## DOCUMENT TEXT

* start *

We facilitate people’s personal effectiveness in a variety of ways: primarily coaching and mentoring, but also teaching and training. This page describes a set of courses whose intention is to enable people to perform more effectively at work. If a business is to be more successful, the people in the business will need to be able to work with each other better, work with their clients and suppliers better and work with everyone else better. That starts with being able to perform more effectively oneself.
The programme has two underlying objectives:
1 To give participants insight into the subjects. If they know what is going on for them, and understand why, they are empowered to change, to do something better.
2 To provide participants with approaches, techniques and tools which they can use to enhance their personal effectiveness.
This programme is made up of a number of individual modules.
I: Handling stress
II: Handling change
III: Wellbeing for businesspeople
Each module is 1 day (7 hours).
This course looks at why we become stressed, how to deal with stressful situations and how not to be stressed in the first place.
Stressful situations and stressors
We examine the variety of situations that cause stress and why they do.
What is stress and its effects
Defining stress clearly. Stress versus anxiety. Chronic stress versus acute stress.
Physiological model / dynamic model
The comfort zone. We differentiate stress versus stretch, and look at the value of being stretched. The bell curve model which relates the emotional state to the amount of work undertaken. Stress versus pressure.
Satir types of response to stress
Virginia Satir described five distinct approaches to stressful situations. We examine these and see the benefits in each.
Attitude
Often we developed a stressed response to a situation because of our underlying beliefs and feelings about the situation. These have often arisen over the long term. We look at two main areas and cover how to transcend them:
Behavioural techniques
Emotionally intelligent techniques
Dislike of change and reluctance to change are natural human instincts. Yet, in business, change is not only inevitable, but often essential. This course is for people on the receiving end of change; often not consulted by management on the change but required to deal with its consequences.

* end *

## SET EXERCISE A
Restate the course description from "2 To provide" up to and including "of individual modules.", swapping "techniques" for "methods".

## SOURCE RECORDS
* start *

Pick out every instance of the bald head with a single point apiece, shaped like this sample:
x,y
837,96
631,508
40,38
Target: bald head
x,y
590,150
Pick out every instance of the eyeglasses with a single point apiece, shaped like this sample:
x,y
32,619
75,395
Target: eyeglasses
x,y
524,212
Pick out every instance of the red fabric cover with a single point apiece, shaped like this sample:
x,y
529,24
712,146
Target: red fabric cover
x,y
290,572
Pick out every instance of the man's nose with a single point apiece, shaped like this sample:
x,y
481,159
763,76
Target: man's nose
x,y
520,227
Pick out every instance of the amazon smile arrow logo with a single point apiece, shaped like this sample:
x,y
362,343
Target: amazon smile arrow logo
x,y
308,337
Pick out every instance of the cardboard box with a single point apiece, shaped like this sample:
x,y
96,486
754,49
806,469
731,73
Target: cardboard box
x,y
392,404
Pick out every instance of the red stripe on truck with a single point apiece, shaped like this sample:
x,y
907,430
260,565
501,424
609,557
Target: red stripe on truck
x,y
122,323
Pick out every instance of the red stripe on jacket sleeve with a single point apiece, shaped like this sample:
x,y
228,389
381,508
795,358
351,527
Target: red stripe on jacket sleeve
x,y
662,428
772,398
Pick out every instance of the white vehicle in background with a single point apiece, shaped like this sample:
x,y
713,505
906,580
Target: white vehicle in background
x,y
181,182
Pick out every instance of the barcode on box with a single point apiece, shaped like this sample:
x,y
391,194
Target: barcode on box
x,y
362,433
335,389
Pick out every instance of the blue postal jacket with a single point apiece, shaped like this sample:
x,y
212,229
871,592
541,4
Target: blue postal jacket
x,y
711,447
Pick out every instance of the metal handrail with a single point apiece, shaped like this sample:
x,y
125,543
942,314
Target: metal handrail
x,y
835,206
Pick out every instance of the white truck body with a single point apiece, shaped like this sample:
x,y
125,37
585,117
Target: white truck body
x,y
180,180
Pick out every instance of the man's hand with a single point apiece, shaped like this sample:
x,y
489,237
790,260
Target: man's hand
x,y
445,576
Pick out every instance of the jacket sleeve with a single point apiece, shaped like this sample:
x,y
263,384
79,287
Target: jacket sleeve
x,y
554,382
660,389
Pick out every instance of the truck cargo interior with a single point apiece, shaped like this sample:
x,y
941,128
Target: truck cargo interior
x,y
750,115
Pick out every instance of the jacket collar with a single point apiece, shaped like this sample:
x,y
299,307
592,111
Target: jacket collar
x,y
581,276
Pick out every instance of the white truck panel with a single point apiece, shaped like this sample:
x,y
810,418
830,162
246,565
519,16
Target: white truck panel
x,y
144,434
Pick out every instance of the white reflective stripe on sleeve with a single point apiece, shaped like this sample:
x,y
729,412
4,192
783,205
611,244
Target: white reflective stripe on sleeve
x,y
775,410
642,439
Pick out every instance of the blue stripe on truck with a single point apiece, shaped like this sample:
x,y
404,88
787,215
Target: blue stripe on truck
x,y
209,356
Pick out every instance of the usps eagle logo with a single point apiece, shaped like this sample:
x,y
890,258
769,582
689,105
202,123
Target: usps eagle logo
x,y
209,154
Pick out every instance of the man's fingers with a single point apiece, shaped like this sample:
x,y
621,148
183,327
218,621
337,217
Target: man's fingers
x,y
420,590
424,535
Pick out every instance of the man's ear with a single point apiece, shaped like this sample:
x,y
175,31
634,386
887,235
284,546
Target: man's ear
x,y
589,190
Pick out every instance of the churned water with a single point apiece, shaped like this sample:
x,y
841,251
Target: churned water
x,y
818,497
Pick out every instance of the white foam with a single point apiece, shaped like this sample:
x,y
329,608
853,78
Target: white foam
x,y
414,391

* end *

## SET EXERCISE B
Pick out every line of the records that contains the word "nose", and copy each one.

## WORKED ANSWER A
2 To provide participants with approaches, methods and tools which they can use to enhance their personal effectiveness.
This programme is made up of a number of individual modules.

## WORKED ANSWER B
Pick out every instance of the man's nose with a single point apiece, shaped like this sample:
Target: man's nose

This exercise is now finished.